▶ [Work to do]
Find the line containing "# give the mask of every instance of the dry" in the listing below; reproduce it and every line after, exactly. Skip pictures.

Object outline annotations
((

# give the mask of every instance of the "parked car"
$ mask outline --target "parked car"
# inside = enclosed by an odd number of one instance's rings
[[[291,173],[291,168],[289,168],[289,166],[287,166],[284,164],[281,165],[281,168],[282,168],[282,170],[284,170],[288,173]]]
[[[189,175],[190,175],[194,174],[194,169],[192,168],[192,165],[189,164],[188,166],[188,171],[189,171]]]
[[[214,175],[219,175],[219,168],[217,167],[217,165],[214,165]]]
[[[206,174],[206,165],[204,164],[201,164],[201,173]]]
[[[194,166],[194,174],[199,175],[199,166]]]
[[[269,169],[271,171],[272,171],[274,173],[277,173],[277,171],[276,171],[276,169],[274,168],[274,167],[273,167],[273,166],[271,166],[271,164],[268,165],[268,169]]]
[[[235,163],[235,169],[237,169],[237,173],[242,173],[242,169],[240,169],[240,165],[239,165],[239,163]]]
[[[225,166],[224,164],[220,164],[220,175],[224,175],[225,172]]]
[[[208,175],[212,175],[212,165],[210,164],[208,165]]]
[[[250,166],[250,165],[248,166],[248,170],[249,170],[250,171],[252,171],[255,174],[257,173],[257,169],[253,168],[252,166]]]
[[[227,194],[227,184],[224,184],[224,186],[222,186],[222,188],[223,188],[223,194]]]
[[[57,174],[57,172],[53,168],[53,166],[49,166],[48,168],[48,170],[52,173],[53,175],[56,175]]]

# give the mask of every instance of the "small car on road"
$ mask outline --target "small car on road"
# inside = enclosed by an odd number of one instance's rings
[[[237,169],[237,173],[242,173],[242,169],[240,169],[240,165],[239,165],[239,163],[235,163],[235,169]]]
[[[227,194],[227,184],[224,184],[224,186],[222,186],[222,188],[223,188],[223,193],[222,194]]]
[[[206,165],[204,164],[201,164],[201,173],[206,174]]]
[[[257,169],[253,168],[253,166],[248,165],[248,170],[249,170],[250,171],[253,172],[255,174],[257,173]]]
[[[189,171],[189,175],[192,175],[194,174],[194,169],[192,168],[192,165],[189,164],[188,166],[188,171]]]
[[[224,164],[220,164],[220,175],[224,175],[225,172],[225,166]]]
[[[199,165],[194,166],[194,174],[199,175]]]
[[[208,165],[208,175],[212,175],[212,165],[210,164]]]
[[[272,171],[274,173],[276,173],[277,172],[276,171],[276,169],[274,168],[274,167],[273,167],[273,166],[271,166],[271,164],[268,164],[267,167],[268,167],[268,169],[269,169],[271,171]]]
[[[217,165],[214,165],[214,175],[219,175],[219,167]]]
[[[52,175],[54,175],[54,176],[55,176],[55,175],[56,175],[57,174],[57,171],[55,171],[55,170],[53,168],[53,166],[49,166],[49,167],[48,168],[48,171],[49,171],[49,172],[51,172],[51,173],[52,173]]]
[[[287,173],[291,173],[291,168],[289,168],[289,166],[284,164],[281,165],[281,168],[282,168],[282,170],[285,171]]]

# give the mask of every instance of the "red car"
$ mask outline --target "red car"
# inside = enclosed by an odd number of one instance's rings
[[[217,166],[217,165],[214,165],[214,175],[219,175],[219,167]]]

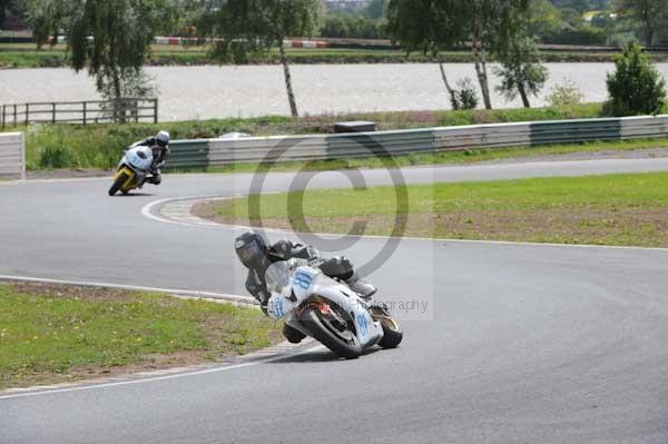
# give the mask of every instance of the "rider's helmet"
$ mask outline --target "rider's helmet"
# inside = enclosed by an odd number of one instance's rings
[[[165,148],[169,144],[169,132],[160,131],[156,135],[156,144]]]
[[[246,268],[262,267],[267,251],[267,243],[255,231],[246,231],[234,240],[237,257]]]

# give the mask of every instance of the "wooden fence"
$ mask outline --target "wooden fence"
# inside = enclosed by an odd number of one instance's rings
[[[2,105],[0,128],[29,124],[158,122],[158,99],[50,101]]]

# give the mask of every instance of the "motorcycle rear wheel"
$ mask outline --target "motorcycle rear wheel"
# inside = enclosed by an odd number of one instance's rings
[[[383,327],[383,338],[379,342],[379,345],[383,348],[396,348],[403,339],[403,330],[396,320],[382,307],[372,307],[371,316],[374,320],[379,320]]]
[[[347,314],[341,308],[332,308],[336,314],[346,319],[348,324],[346,329],[338,329],[333,326],[322,314],[320,309],[307,308],[301,316],[301,319],[308,328],[315,339],[325,347],[330,348],[336,355],[346,359],[355,359],[362,354],[362,346],[357,336],[351,330],[352,322]],[[347,332],[347,334],[346,334]]]

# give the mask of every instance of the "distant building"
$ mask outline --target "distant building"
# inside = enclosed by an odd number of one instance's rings
[[[369,6],[371,0],[325,0],[328,11],[360,11]]]

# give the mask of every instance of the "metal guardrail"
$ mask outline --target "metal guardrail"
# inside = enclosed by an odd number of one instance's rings
[[[29,124],[158,122],[158,99],[50,101],[2,105],[0,129]]]
[[[26,145],[21,132],[0,134],[0,178],[26,178]]]
[[[668,137],[668,116],[475,125],[360,134],[171,142],[168,168]]]

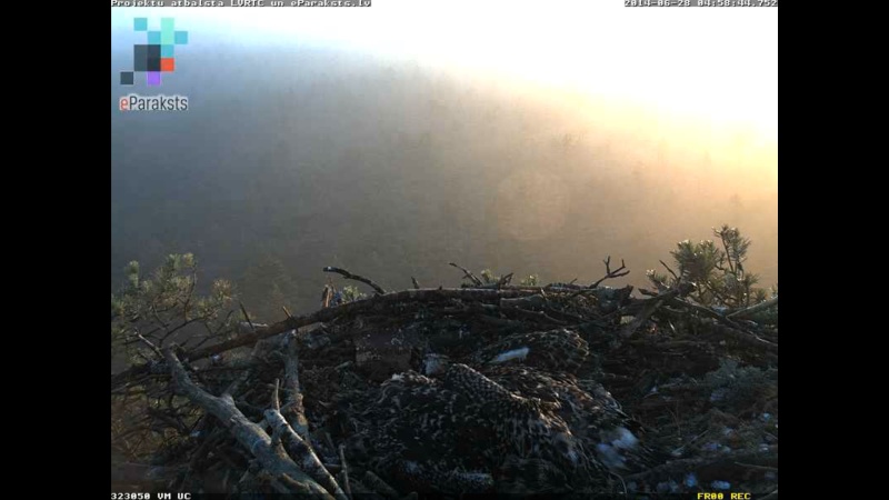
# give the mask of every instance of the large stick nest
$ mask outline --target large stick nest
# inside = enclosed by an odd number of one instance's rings
[[[463,288],[387,293],[326,271],[376,293],[112,377],[117,411],[151,394],[140,410],[163,437],[152,463],[114,461],[118,487],[777,492],[778,330],[742,319],[757,311],[703,308],[686,287],[638,299],[465,270]]]

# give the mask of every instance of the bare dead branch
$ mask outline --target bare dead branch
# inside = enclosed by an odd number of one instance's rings
[[[379,284],[374,283],[370,279],[364,278],[362,276],[352,274],[351,272],[347,271],[346,269],[340,269],[340,268],[334,268],[334,267],[328,266],[324,269],[322,269],[322,271],[324,271],[324,272],[336,272],[337,274],[342,276],[347,280],[360,281],[360,282],[369,286],[370,288],[372,288],[380,296],[386,293],[386,290],[383,290],[382,287],[380,287]]]
[[[217,398],[194,384],[172,348],[167,348],[164,358],[170,368],[176,390],[219,419],[234,439],[259,460],[266,471],[274,476],[287,474],[292,478],[298,486],[296,491],[299,493],[331,498],[312,478],[306,476],[282,450],[271,446],[269,434],[241,413],[234,406],[231,394],[222,394]]]
[[[448,264],[453,266],[455,268],[463,271],[463,278],[469,278],[472,281],[472,284],[475,284],[476,287],[481,287],[483,284],[481,280],[476,278],[476,274],[469,272],[468,269],[457,264],[456,262],[448,262]]]
[[[600,278],[599,281],[590,284],[589,288],[596,288],[605,280],[620,278],[622,276],[627,276],[630,273],[629,269],[625,271],[625,269],[627,269],[627,264],[623,263],[623,259],[620,259],[620,267],[615,269],[613,271],[611,270],[611,256],[608,256],[608,258],[606,258],[603,262],[605,262],[605,276]]]
[[[273,409],[266,410],[266,421],[269,422],[276,434],[280,433],[281,444],[283,444],[290,458],[299,463],[300,469],[304,470],[306,473],[324,487],[334,498],[348,500],[346,493],[337,483],[337,480],[324,469],[323,463],[321,463],[321,460],[314,454],[309,443],[303,441],[302,438],[293,431],[280,411]]]
[[[342,484],[343,484],[343,488],[346,489],[346,494],[349,496],[349,498],[351,498],[352,497],[352,489],[349,486],[349,466],[346,463],[346,447],[340,444],[339,453],[340,453],[340,467],[342,467],[342,470],[341,470]]]
[[[740,311],[735,311],[731,314],[726,316],[726,318],[729,318],[729,319],[749,318],[749,317],[756,314],[757,312],[765,311],[766,309],[769,309],[769,308],[775,307],[775,306],[778,306],[778,297],[773,297],[773,298],[771,298],[771,299],[769,299],[769,300],[767,300],[765,302],[760,302],[758,304],[750,306],[747,309],[741,309]]]

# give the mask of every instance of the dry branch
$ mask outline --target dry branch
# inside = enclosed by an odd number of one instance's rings
[[[362,283],[369,286],[370,288],[372,288],[377,293],[379,293],[379,294],[386,293],[386,290],[383,290],[382,287],[380,287],[379,284],[374,283],[369,278],[364,278],[363,276],[352,274],[351,272],[347,271],[346,269],[340,269],[340,268],[334,268],[332,266],[328,266],[324,269],[322,269],[322,271],[324,271],[324,272],[336,272],[337,274],[341,274],[347,280],[361,281]]]
[[[231,394],[214,397],[199,388],[186,372],[186,368],[167,348],[164,358],[170,367],[173,383],[178,392],[188,397],[204,411],[212,414],[229,429],[234,439],[259,460],[262,468],[273,476],[286,474],[293,479],[298,493],[317,494],[331,498],[312,478],[306,476],[280,448],[271,446],[271,438],[258,424],[241,413]]]

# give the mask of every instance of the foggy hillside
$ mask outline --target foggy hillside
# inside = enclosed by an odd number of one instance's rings
[[[743,130],[705,149],[643,110],[310,46],[190,51],[159,91],[132,89],[186,94],[187,112],[121,113],[123,49],[112,289],[128,261],[170,252],[266,320],[317,308],[323,266],[389,289],[455,284],[449,261],[589,282],[611,254],[646,284],[677,241],[723,222],[777,281],[777,146]]]

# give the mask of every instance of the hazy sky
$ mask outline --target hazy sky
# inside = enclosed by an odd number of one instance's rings
[[[217,37],[337,44],[741,124],[777,141],[777,8],[627,8],[621,0],[112,8],[112,49],[136,40],[133,17],[161,16],[174,17],[197,47]]]

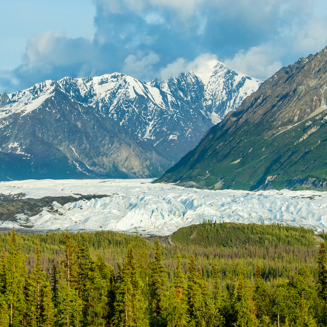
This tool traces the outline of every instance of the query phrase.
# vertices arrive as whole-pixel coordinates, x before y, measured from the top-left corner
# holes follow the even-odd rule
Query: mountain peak
[[[283,67],[158,181],[327,189],[326,84],[326,48]]]

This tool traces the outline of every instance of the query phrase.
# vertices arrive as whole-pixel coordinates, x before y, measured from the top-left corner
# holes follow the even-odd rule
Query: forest
[[[327,254],[311,230],[133,234],[0,233],[0,327],[327,326]]]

))

▶ [Result below]
# give the mask of every instance of the dry branch
$ mask outline --target dry branch
# inside = enclosed by an odd number of one instance's rings
[[[362,283],[369,286],[370,288],[372,288],[377,293],[379,293],[379,294],[386,293],[386,290],[383,290],[382,287],[380,287],[379,284],[374,283],[369,278],[364,278],[363,276],[352,274],[351,272],[347,271],[346,269],[340,269],[340,268],[334,268],[332,266],[328,266],[324,269],[322,269],[322,271],[324,271],[324,272],[336,272],[337,274],[341,274],[347,280],[361,281]]]
[[[231,394],[214,397],[199,388],[186,372],[186,368],[167,348],[164,358],[170,367],[173,383],[178,392],[188,397],[204,411],[212,414],[229,429],[234,439],[259,460],[262,468],[273,476],[286,474],[293,479],[298,493],[317,494],[331,498],[312,478],[306,476],[280,448],[271,446],[271,438],[258,424],[241,413]]]

# give the mask of every instance of the foggy hillside
$ mask outline --target foggy hillside
# inside = enclosed by an odd number of one instance's rings
[[[743,130],[705,149],[643,110],[310,46],[190,51],[159,91],[132,89],[186,94],[187,112],[121,113],[123,49],[112,289],[128,261],[170,252],[266,320],[317,308],[323,266],[389,289],[455,284],[449,261],[589,282],[611,254],[646,284],[677,241],[723,222],[777,281],[777,146]]]

# give the mask of every instance of the hazy sky
$ mask outline --target hazy sky
# inside = enclosed by an odd number of one instance's rings
[[[217,37],[337,44],[741,124],[777,141],[777,8],[627,8],[621,0],[112,8],[112,49],[136,40],[133,17],[161,16],[174,17],[197,47]]]

This tool traces the outline of every instance of the query phrase.
# vertices arrive as whole-pixel coordinates, x before y, measured from the top-left corner
# holes follow the even-odd rule
Query: mountain peak
[[[283,67],[158,181],[327,189],[326,84],[326,48]]]

This tool traces the outline of every instance of the query phrase.
# vertices arrive as whole-pixel coordinates, x before y, measured from the top-left corner
# holes follow the even-odd rule
Query: forest
[[[327,254],[311,230],[133,234],[0,233],[0,327],[327,326]]]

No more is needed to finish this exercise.